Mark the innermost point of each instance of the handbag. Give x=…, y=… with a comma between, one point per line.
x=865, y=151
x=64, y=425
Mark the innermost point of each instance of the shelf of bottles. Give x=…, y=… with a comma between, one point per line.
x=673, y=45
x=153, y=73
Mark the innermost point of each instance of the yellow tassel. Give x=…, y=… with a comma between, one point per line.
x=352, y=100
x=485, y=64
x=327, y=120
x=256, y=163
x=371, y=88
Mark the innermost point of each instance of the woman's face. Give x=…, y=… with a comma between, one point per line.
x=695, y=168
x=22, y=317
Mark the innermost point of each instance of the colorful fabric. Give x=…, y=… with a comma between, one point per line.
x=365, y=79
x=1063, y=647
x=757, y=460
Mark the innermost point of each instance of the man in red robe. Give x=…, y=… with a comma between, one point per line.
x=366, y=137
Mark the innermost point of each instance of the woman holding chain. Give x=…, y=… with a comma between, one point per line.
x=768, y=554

┄┄┄┄┄┄

**Task statement**
Return exactly the lines of the listing that run from the one containing "Mark the innermost point of each instance of the man" through the last, and no others.

**Solution to the exercise**
Mark the innermost point of each instance of the man in red robe. Give x=…, y=… with a comma between, one point per line.
x=366, y=137
Mark the innermost point of each instance of the woman holding chain. Give x=…, y=… with a comma between, one point per line.
x=768, y=554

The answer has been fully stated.